Location identification items
------------------------

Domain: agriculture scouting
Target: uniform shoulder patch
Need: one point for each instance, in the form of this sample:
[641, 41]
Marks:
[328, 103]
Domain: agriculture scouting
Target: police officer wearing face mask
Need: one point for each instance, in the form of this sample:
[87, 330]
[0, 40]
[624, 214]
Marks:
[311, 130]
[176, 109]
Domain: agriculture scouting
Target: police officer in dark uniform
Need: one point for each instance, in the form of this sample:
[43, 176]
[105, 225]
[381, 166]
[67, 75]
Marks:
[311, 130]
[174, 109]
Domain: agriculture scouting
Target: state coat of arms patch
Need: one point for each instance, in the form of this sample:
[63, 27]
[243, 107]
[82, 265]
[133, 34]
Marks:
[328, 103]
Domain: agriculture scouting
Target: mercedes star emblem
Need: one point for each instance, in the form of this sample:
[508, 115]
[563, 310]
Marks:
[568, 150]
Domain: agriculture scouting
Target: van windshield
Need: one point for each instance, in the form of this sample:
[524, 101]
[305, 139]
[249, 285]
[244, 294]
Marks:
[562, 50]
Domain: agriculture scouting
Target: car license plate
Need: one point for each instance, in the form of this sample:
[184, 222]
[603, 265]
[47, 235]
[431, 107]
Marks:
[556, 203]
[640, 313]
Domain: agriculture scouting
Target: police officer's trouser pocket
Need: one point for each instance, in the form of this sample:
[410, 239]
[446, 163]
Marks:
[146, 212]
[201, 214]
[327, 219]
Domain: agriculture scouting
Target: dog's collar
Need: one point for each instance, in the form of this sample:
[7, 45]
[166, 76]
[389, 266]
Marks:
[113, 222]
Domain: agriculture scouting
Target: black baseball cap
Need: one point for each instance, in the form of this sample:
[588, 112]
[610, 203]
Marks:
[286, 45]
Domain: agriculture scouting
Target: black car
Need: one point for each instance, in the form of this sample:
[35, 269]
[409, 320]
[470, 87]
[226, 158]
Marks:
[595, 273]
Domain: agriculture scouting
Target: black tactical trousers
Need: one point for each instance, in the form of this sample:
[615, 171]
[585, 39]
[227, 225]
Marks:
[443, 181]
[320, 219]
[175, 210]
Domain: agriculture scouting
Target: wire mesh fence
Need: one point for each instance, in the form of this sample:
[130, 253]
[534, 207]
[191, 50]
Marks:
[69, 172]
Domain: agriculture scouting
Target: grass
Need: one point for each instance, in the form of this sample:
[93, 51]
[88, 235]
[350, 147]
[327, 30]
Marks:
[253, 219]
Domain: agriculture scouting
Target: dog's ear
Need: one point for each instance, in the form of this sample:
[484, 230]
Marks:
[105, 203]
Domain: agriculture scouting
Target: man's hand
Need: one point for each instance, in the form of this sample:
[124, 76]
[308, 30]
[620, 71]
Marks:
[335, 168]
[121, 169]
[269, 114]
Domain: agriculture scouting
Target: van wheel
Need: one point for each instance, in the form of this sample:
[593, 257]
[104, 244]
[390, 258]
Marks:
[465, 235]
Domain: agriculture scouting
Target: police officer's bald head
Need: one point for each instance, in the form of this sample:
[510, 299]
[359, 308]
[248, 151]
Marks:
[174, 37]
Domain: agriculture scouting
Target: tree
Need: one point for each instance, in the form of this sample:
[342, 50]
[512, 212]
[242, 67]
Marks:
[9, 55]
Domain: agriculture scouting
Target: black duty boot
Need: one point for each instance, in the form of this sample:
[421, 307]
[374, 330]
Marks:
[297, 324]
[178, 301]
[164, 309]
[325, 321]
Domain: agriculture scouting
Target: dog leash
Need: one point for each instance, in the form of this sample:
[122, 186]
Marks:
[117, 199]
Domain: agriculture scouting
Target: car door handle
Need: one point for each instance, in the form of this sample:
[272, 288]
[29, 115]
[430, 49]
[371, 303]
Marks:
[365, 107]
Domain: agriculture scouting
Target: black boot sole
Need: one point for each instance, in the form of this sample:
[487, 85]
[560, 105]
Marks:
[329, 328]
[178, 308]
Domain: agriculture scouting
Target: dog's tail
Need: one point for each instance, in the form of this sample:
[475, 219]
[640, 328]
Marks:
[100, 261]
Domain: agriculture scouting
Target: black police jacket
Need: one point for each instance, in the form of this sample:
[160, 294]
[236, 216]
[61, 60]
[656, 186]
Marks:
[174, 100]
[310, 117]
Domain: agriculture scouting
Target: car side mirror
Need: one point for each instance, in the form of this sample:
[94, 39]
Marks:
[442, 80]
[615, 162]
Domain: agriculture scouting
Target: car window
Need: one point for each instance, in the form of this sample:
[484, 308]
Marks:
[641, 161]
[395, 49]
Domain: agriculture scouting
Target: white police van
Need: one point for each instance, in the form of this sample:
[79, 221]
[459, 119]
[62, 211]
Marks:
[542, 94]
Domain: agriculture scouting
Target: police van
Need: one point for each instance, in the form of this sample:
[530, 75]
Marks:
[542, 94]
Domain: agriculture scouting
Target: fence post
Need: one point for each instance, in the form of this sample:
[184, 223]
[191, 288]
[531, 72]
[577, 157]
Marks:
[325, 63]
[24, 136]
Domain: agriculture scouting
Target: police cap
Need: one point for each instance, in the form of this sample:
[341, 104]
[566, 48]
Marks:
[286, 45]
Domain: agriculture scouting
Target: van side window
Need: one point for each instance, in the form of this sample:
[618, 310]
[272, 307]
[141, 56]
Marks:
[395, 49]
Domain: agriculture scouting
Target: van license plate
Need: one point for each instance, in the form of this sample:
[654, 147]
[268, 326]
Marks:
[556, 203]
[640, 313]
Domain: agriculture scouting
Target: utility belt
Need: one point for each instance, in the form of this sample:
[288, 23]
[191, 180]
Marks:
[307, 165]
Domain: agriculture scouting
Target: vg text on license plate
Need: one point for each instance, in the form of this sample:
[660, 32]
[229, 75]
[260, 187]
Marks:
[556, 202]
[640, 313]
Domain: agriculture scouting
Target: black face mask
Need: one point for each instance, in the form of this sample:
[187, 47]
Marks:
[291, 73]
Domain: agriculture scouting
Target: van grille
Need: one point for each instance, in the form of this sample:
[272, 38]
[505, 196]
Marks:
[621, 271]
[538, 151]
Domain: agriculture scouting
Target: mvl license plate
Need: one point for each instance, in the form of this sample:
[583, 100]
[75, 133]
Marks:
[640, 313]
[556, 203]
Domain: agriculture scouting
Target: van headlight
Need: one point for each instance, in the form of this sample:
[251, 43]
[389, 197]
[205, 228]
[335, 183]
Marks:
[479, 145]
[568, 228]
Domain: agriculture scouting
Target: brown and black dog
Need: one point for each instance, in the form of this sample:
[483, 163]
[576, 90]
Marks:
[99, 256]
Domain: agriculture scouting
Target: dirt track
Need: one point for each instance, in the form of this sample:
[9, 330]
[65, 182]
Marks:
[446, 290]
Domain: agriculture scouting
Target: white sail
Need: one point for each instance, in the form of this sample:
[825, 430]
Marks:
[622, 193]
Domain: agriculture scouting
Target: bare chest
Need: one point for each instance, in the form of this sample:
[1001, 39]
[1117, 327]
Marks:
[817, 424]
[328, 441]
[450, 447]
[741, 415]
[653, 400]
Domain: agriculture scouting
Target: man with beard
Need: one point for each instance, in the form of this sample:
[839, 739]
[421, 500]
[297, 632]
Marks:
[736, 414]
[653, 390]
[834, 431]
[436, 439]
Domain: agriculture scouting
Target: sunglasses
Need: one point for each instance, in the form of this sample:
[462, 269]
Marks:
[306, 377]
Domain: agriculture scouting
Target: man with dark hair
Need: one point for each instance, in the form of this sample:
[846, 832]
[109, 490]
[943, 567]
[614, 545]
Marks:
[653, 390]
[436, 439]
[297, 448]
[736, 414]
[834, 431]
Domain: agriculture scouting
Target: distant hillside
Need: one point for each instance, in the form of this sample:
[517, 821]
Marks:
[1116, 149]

------------------------

Please set down all the data word for word.

Domain: agriculture scouting
Target: uniform shoulder patch
Need: one point for each instance, in the form of this sample:
[641, 41]
Marks:
[328, 103]
Domain: agriculture scouting
Target: police officer wearing face mask
Need: one point for each instance, in the form of this sample:
[87, 330]
[0, 40]
[624, 214]
Marks:
[311, 130]
[176, 109]
Domain: agriculture scouting
Target: police officer in dark uniform
Need: one point for each instance, in the form of this sample:
[43, 176]
[105, 225]
[381, 166]
[67, 75]
Marks:
[311, 130]
[174, 109]
Domain: agriculture scouting
Target: state coat of arms patch
Need: one point for each instance, in the form of this sample:
[63, 27]
[243, 107]
[82, 265]
[133, 34]
Marks:
[328, 103]
Domain: agriculture scouting
Target: mercedes star emblem
Need: one point for each instance, in the form of this sample:
[508, 115]
[563, 310]
Marks:
[568, 150]
Domain: agriculture scouting
Target: van windshield
Need: one point for each instance, in the form of this sample:
[524, 101]
[305, 139]
[249, 285]
[244, 294]
Marks:
[562, 50]
Domain: agriculture scouting
Target: car license plate
Need: one point for each instance, in the form of this sample:
[184, 222]
[603, 265]
[47, 235]
[431, 107]
Marks:
[556, 203]
[640, 313]
Domain: agriculture scouting
Target: police officer's trouser pocket
Need: one point for each instance, in the form of this sample:
[410, 239]
[446, 163]
Marks:
[146, 212]
[201, 214]
[327, 219]
Domain: agriculture scouting
Target: dog's collar
Need: one point for each instance, in the form of this sample:
[7, 45]
[166, 76]
[389, 266]
Marks:
[113, 222]
Domain: agriculture scouting
Target: black baseball cap
Need: one point for each instance, in the form of this sample:
[588, 112]
[610, 203]
Marks:
[286, 45]
Domain: agriculture scouting
Target: black car
Need: one point for each instance, in the form of this sample:
[35, 269]
[409, 320]
[470, 87]
[226, 158]
Marks:
[595, 273]
Domain: agriculture scouting
Target: black tactical trousers
Need: one point for each instance, in the form of this sample:
[615, 171]
[585, 39]
[227, 225]
Marks:
[443, 181]
[320, 219]
[175, 210]
Domain: agriculture scouting
Target: wire mesh fence
Need: one point for each instance, in the form of this sample:
[130, 253]
[534, 207]
[191, 50]
Marks:
[69, 172]
Domain: agriculture scouting
Target: grass
Need: one point for each instance, in the form of this sample:
[93, 51]
[88, 235]
[350, 147]
[327, 30]
Marks:
[253, 219]
Domain: agriculture scouting
Target: dog's ear
Need: one point for each instance, in the form of this sample:
[484, 230]
Marks:
[105, 203]
Domain: agriculture scouting
Target: man's hand
Need: one point for each instance, in the form of this sample:
[124, 76]
[308, 30]
[620, 71]
Marks:
[335, 168]
[121, 169]
[269, 114]
Domain: agriculture scouting
Target: van wheel
Need: one point for each instance, in the form of this sample:
[593, 257]
[104, 244]
[390, 258]
Marks:
[465, 235]
Domain: agriculture scouting
Target: police officer's bald head
Need: one point for each instance, in the form of this sample:
[510, 299]
[359, 308]
[248, 151]
Marks:
[174, 37]
Domain: agriculture scouting
Target: tree
Need: one point for each instance, in the form of this sample:
[342, 50]
[512, 212]
[242, 67]
Marks:
[9, 55]
Domain: agriculture scouting
Target: black duty boot
Need: one point for each instance, in the form of this sample:
[421, 307]
[374, 330]
Marks:
[297, 324]
[178, 301]
[164, 309]
[325, 321]
Domain: agriculture scouting
Target: dog leash
Need: one point for each instance, in the form of this sample:
[122, 186]
Marks:
[117, 199]
Domain: agriculture scouting
Target: car door handle
Need: one point for each instance, in the form of this sample:
[272, 288]
[29, 115]
[430, 49]
[371, 303]
Marks:
[365, 107]
Domain: agriculture scouting
Target: black boot sole
Need: one point for each instance, in the form of this sample:
[487, 85]
[560, 105]
Marks:
[329, 328]
[178, 308]
Domain: agriculture scouting
Target: dog's tail
Need: one point for each instance, in the form of this sample:
[475, 219]
[640, 328]
Marks:
[100, 261]
Domain: agriculture scouting
Target: black police jacket
Need: one point for each instance, in the form of this sample:
[160, 294]
[236, 216]
[61, 60]
[656, 186]
Marks:
[174, 100]
[310, 117]
Domain: agriculture scouting
Target: car side mirror
Need: one point for each instance, in the form of this sample:
[94, 39]
Marks:
[442, 80]
[615, 162]
Domain: agriculture scouting
Target: car window
Need: one point for each instance, in the form of this sample:
[484, 308]
Marks:
[641, 161]
[395, 49]
Domain: agriculture scouting
Target: white police van
Need: one point for each instance, in the form of this sample:
[79, 221]
[459, 119]
[62, 211]
Marks:
[542, 94]
Domain: agriculture scouting
Target: police van
Need: one point for each instance, in the form of this sample:
[530, 75]
Marks:
[542, 94]
Domain: agriculture scouting
Target: fence post
Need: one point for each instance, in the form of this sample:
[184, 223]
[191, 288]
[531, 72]
[577, 157]
Marks:
[325, 63]
[24, 136]
Domain: agriculture scouting
Target: police cap
Need: one point for each instance, in the form of this sample:
[341, 104]
[566, 48]
Marks:
[286, 45]
Domain: agriculture scouting
Target: van side window
Need: one point for each instance, in the form of this sample:
[618, 310]
[272, 307]
[141, 56]
Marks:
[395, 49]
Domain: agriculture scouting
Target: van license plate
Need: one point for each instance, in the form of this sample:
[654, 147]
[268, 326]
Marks:
[556, 203]
[640, 313]
Domain: agriculture scouting
Target: utility belt
Need: one point for each instance, in the form of this sample:
[288, 23]
[191, 180]
Marks:
[307, 165]
Domain: agriculture scouting
Target: vg text on license plate
Need: one point for each instance, in the form of this sample:
[660, 32]
[229, 75]
[260, 187]
Marks:
[556, 202]
[640, 313]
Domain: agriculture scouting
Target: black face mask
Need: one point for each instance, in the form of this sample:
[187, 47]
Marks:
[291, 73]
Domain: agriculture scouting
Target: van grille
Need: one point for each instance, in the form of this sample:
[272, 38]
[505, 196]
Marks:
[621, 271]
[538, 151]
Domain: agriculture scouting
Target: mvl license plate
Need: one point for each instance, in the form of this sample:
[583, 100]
[75, 133]
Marks:
[640, 313]
[556, 203]
Domain: agriculture scouting
Target: van headlight
Need: one point for each instance, in the form of this sample:
[251, 43]
[389, 197]
[205, 228]
[335, 183]
Marks:
[479, 145]
[568, 228]
Domain: agriculture scouting
Target: brown and black dog
Need: one point for each instance, in the form of this sample:
[483, 163]
[576, 90]
Marks:
[99, 256]
Domain: agriculture scouting
Target: dirt track
Need: one point for each instance, in the form of this sample:
[9, 330]
[65, 182]
Marks:
[446, 290]
Domain: agriculture scouting
Target: white sail
Need: one point for each instance, in the form of this sample:
[825, 430]
Marks:
[622, 193]
Domain: agriculture scouting
Target: bare chest
Need: one point for each instance, in the form of this sample:
[1001, 39]
[1117, 327]
Marks:
[817, 424]
[328, 441]
[450, 447]
[741, 415]
[653, 400]
Domain: agriculture scouting
Target: man with beard
Need: one point for each instance, in the form of this sample:
[839, 739]
[421, 500]
[297, 632]
Marks:
[736, 414]
[653, 390]
[834, 431]
[436, 439]
Domain: agriculture scouting
Target: sunglasses
Need: one point for each instance, in the form of this sample:
[462, 269]
Marks:
[306, 377]
Domain: agriculture scouting
Target: man with dark hair
Need: one point for each instance, in the form of this sample:
[846, 832]
[109, 490]
[943, 567]
[614, 545]
Marks:
[653, 390]
[436, 439]
[297, 448]
[736, 414]
[834, 431]
Domain: agriculture scouting
Target: distant hillside
Need: one point for each instance, in the form of this sample:
[517, 821]
Marks:
[1116, 149]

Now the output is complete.